_Task statement_:
From the line with "the white railing" through the final line, please write out the listing exactly, including both of those lines.

(Excerpts from point annotation data)
* BEGIN *

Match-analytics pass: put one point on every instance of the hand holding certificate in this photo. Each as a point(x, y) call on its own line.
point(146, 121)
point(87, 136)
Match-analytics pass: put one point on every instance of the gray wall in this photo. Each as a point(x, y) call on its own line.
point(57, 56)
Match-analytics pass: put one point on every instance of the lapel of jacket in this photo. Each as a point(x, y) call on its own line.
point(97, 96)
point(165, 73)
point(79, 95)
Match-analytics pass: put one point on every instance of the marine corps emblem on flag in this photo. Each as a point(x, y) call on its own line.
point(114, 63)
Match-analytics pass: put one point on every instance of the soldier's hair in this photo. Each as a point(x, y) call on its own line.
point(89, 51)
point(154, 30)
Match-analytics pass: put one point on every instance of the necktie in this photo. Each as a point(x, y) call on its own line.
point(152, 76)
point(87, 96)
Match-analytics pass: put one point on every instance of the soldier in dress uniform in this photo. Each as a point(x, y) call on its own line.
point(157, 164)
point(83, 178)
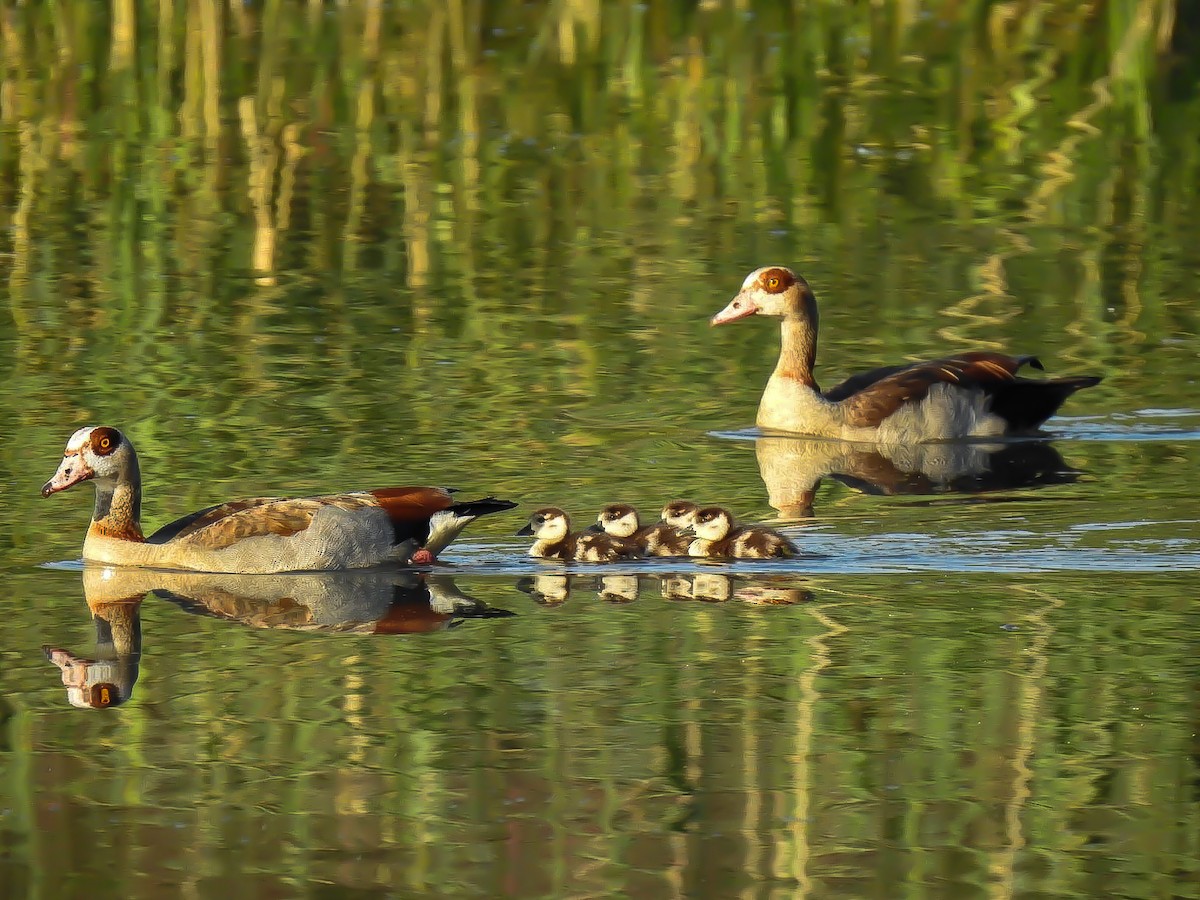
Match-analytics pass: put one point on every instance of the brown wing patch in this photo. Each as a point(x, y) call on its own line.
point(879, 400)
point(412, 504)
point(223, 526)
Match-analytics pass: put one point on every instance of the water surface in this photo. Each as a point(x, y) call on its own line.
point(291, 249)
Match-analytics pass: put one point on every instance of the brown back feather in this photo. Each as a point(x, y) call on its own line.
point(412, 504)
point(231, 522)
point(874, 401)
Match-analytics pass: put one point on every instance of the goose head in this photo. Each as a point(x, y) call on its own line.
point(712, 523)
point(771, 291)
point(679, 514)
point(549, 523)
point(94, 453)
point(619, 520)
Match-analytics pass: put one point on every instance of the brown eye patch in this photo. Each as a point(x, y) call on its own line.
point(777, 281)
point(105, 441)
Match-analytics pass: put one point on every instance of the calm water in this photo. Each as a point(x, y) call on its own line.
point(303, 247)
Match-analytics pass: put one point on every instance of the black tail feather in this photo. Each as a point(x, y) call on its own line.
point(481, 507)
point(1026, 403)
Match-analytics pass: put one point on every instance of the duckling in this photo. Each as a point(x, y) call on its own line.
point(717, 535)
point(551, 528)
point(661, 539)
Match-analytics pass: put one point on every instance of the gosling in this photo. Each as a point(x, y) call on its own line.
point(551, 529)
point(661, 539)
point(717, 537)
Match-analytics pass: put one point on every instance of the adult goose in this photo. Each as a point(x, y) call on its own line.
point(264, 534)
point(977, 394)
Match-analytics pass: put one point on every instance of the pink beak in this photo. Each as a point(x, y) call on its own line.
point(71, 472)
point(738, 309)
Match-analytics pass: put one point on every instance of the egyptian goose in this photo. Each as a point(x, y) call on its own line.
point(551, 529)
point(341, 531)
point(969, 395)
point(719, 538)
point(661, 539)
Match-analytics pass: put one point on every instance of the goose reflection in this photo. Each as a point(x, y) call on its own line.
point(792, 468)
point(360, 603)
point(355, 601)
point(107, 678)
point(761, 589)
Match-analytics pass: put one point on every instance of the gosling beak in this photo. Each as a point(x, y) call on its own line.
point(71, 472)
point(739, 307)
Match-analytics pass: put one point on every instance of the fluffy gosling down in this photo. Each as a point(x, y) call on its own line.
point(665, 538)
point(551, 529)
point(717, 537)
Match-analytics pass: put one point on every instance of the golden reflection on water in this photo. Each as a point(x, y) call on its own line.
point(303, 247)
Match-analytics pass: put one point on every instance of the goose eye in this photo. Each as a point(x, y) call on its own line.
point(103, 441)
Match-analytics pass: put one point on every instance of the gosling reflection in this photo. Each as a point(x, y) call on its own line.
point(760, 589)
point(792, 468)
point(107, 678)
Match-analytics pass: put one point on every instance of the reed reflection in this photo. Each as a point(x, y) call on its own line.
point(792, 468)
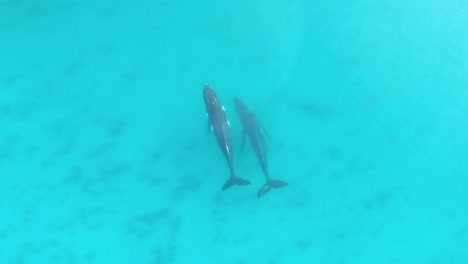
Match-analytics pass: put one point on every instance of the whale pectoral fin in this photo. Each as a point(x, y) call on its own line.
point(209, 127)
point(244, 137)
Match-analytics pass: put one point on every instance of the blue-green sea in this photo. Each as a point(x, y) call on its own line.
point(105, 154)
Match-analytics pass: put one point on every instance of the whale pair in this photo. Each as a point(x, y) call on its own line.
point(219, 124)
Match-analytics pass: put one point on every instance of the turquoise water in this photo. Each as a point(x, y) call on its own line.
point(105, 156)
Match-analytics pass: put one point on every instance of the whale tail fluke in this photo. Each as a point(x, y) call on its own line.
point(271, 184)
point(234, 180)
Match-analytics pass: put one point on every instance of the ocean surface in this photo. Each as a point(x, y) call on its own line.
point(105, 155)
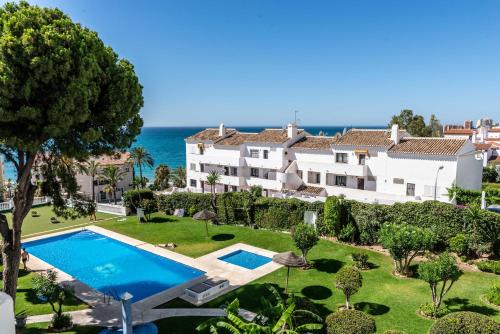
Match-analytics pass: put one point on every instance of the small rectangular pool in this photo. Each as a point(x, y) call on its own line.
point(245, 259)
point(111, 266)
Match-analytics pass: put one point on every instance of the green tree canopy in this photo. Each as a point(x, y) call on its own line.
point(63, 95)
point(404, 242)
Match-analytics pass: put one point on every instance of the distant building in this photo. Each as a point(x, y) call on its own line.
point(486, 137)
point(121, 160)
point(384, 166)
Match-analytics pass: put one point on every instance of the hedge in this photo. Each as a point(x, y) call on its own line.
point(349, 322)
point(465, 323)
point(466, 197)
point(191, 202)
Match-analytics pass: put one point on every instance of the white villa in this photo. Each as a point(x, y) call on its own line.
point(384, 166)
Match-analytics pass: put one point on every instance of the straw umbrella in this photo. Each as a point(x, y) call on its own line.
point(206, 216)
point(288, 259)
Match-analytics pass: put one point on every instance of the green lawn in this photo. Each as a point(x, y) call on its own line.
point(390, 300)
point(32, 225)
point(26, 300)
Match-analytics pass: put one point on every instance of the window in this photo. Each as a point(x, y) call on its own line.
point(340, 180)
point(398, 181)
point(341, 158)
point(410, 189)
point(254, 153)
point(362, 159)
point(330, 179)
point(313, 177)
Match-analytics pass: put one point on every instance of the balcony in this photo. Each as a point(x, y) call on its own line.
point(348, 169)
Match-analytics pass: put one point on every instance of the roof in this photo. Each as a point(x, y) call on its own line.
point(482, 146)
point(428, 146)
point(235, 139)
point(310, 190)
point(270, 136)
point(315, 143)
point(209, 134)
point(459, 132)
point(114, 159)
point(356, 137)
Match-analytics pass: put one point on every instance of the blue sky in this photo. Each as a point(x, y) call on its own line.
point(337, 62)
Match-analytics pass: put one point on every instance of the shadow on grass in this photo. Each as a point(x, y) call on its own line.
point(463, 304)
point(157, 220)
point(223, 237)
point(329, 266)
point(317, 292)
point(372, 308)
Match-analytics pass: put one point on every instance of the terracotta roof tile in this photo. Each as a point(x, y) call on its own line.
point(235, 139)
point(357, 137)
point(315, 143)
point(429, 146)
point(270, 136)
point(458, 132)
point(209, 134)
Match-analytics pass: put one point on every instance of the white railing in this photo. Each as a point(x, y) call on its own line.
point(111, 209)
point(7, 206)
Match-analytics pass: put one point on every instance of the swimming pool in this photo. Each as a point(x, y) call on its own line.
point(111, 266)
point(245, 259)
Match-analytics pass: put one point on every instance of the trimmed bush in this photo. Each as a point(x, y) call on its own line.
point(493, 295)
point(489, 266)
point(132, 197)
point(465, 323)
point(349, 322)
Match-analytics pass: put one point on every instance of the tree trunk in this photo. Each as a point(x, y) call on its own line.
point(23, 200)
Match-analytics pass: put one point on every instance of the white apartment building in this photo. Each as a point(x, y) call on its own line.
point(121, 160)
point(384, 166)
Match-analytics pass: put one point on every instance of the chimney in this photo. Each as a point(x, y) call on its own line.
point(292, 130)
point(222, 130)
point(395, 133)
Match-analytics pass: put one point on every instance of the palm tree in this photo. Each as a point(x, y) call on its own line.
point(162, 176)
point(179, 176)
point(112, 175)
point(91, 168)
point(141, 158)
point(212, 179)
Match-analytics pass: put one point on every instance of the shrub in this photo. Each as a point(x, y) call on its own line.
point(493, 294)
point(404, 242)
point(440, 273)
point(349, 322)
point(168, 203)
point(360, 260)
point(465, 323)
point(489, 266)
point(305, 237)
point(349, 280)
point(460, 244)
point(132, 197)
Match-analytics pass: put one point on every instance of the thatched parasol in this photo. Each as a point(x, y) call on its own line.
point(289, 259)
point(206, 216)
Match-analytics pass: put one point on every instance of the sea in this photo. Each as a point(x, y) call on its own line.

* END *

_The result_:
Match-analytics pass: put one point on every instance of the white railing in this photo. Each as a point(x, y) call on its own line.
point(111, 209)
point(7, 206)
Match-analytics pass: put one point on every instance of the swimming pool in this photo. Each as a point(x, y) call on its own line.
point(111, 266)
point(245, 259)
Match-analytics pass: put one point on every instance of the trimmed bush in this photo. Each as a point(x, y) call on its own line.
point(493, 295)
point(489, 266)
point(132, 197)
point(465, 323)
point(349, 322)
Match-analytics pass: put one point on every instance of the tree trunk in this photo. Each as a point(x, y) call on its own line.
point(23, 200)
Match-analytics pass: put one point on every instance of the white apartment building in this photo. Each as a point(x, y) call on its own line.
point(121, 160)
point(384, 166)
Match-analytics pass: put one point on every instance of the chimney in this photo. Each as a point(x, y) call on its own line.
point(292, 130)
point(222, 130)
point(395, 133)
Match-analytics pass: put one point on every instance of the palm tree in this photo. Each as a point(x, y) call on its own line.
point(162, 176)
point(179, 176)
point(112, 175)
point(91, 168)
point(141, 158)
point(212, 179)
Match-analytics pass: put one point on every instance of the shrub in this photo. Each as a point(x, y) call on its own line.
point(493, 294)
point(404, 242)
point(440, 273)
point(349, 322)
point(168, 203)
point(360, 260)
point(465, 323)
point(489, 266)
point(305, 237)
point(349, 280)
point(460, 244)
point(132, 197)
Match-analytics pass: put one point on every instance of the thatched parasol in this photo. Each as a point(x, y) call on its own line.
point(289, 259)
point(206, 216)
Match-analytics pass: put one point on every instance of the sea in this photo. Each as a point(x, y) call on its own line.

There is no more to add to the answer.